→ **Source material**:

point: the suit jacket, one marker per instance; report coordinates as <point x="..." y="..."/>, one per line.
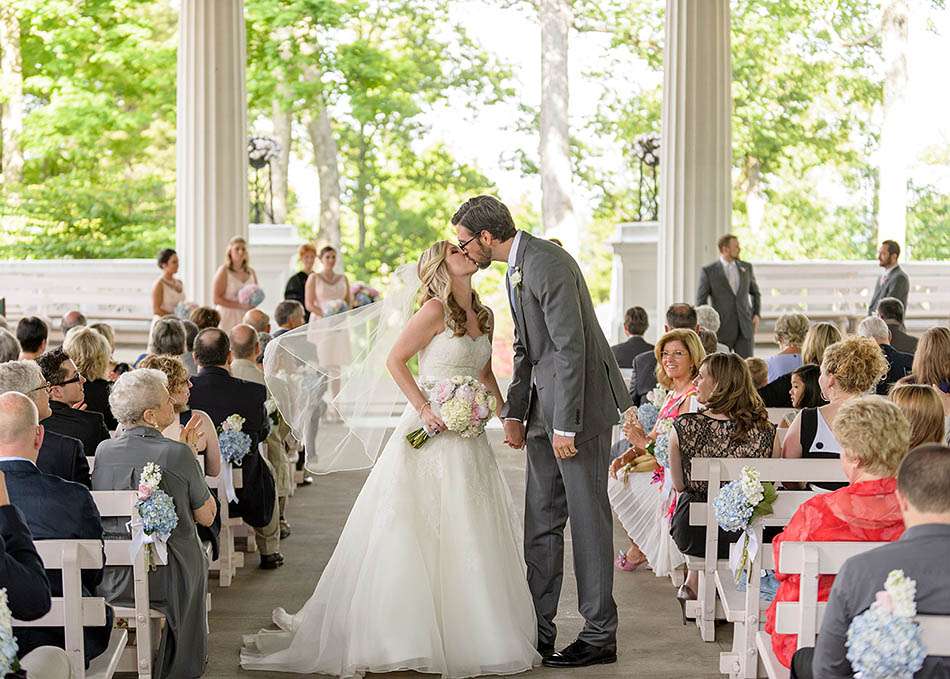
<point x="57" y="510"/>
<point x="63" y="456"/>
<point x="922" y="552"/>
<point x="625" y="352"/>
<point x="894" y="284"/>
<point x="21" y="569"/>
<point x="220" y="395"/>
<point x="578" y="384"/>
<point x="88" y="427"/>
<point x="735" y="309"/>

→ **Task**: Rewrite the listing above with "suit jacket" replaced by "blazer", leaving everything else unchanged and omitting the pictures.

→ **Expected answer**:
point: the blazer, one marker per instance; report coordinates as <point x="..." y="..."/>, one per line.
<point x="57" y="510"/>
<point x="63" y="456"/>
<point x="922" y="552"/>
<point x="625" y="352"/>
<point x="894" y="284"/>
<point x="21" y="569"/>
<point x="220" y="395"/>
<point x="578" y="384"/>
<point x="88" y="427"/>
<point x="735" y="309"/>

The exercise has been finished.